Stated goal
Rewrite the listing below so that each occurrence of "every instance traced" becomes "all instances outlined", and leave everything else unchanged.

--- Data records ---

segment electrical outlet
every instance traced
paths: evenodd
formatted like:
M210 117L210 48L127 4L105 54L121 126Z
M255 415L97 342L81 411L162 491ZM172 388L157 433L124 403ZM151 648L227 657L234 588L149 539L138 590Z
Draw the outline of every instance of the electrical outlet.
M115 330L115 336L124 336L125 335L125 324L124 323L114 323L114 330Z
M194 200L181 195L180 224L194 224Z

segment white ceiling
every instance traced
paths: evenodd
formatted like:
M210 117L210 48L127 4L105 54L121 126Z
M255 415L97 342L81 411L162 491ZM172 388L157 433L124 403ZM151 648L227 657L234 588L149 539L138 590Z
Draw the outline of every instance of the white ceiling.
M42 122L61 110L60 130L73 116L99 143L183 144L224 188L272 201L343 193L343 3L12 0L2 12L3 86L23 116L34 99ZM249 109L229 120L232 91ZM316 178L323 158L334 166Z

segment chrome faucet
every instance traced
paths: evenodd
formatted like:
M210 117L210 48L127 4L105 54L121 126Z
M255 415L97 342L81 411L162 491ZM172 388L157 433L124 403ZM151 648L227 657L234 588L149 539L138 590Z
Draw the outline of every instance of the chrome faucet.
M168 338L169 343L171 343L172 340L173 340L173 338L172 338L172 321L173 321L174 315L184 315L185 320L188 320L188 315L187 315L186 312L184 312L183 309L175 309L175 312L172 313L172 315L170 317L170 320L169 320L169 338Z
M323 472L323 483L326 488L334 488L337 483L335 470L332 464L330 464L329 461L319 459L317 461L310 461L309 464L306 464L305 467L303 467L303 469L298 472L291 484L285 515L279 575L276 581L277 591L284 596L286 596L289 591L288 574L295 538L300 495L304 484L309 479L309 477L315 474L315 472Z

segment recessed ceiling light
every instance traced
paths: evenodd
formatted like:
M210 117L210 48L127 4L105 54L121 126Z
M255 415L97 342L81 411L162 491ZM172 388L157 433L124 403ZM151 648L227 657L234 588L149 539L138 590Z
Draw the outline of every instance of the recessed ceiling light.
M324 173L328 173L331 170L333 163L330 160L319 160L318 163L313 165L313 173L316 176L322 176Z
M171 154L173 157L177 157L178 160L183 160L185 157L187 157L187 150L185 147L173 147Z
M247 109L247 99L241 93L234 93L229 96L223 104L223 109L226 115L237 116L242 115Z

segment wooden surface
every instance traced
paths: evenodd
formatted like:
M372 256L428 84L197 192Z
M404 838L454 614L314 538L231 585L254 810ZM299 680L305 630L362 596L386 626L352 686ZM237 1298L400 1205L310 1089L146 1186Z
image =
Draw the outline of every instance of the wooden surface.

---

Result of this exercise
segment electrical outlet
all instances outlined
paths: evenodd
formatted like:
M210 117L210 48L127 4L105 54L121 126Z
M255 415L97 342L81 411L162 491ZM172 388L157 433L124 403ZM151 648L227 657L234 588L149 539L138 590Z
Draw the outline of every instance of the electrical outlet.
M115 330L115 336L124 336L125 335L125 324L124 323L114 323L114 330Z
M194 200L181 195L180 224L194 224Z

segment white ceiling
all instances outlined
paths: evenodd
formatted like:
M210 117L210 48L127 4L105 54L121 126Z
M255 415L97 342L81 411L162 491ZM172 388L157 433L124 403ZM151 648L227 657L234 588L149 539L138 590Z
Draw the outline of every instance of the white ceiling.
M42 122L61 110L60 130L73 116L99 143L183 144L224 188L272 201L343 193L343 3L12 0L2 12L3 86L23 116L34 99ZM249 109L229 120L232 91ZM316 178L323 158L334 166Z

segment chrome faucet
all instances outlined
paths: evenodd
formatted like:
M210 117L210 48L127 4L105 54L121 126Z
M255 415L97 342L81 411L162 491ZM172 388L157 433L124 403ZM151 648L227 657L234 588L149 539L138 590Z
Draw the outline of every instance of the chrome faucet.
M168 338L169 343L171 343L172 340L173 340L173 338L172 338L172 321L173 321L174 315L184 315L185 320L188 320L188 315L187 315L186 312L184 312L183 309L175 309L175 312L172 313L172 315L170 317L170 320L169 320L169 338Z
M323 472L323 483L326 488L334 488L337 483L335 470L332 464L330 464L329 461L319 459L317 461L310 461L309 464L306 464L305 467L303 467L303 469L298 472L291 484L285 515L279 575L276 581L277 591L284 596L286 596L289 591L288 574L295 538L300 495L304 484L309 479L309 477L315 474L315 472Z

segment recessed ceiling light
all instances outlined
paths: evenodd
formatted like:
M210 117L210 48L127 4L105 54L121 126Z
M255 415L97 342L81 411L162 491ZM172 388L157 433L124 403ZM151 648L227 657L234 588L149 539L138 590Z
Draw the outline of every instance of the recessed ceiling light.
M324 173L328 173L331 170L333 163L330 160L319 160L318 163L313 165L313 173L316 176L322 176Z
M171 154L173 157L177 157L178 160L183 160L185 157L187 157L187 150L185 147L173 147Z
M247 109L247 99L241 93L234 93L229 96L223 104L223 109L226 115L237 116L242 115Z

segment wooden surface
all instances outlined
paths: evenodd
formatted like:
M372 256L428 84L197 192Z
M404 838L454 614L314 538L231 585L254 810ZM299 680L305 630L362 596L386 626L352 686ZM237 1298L400 1205L310 1089L146 1186Z
image =
Draw the outline of every instance of the wooden surface.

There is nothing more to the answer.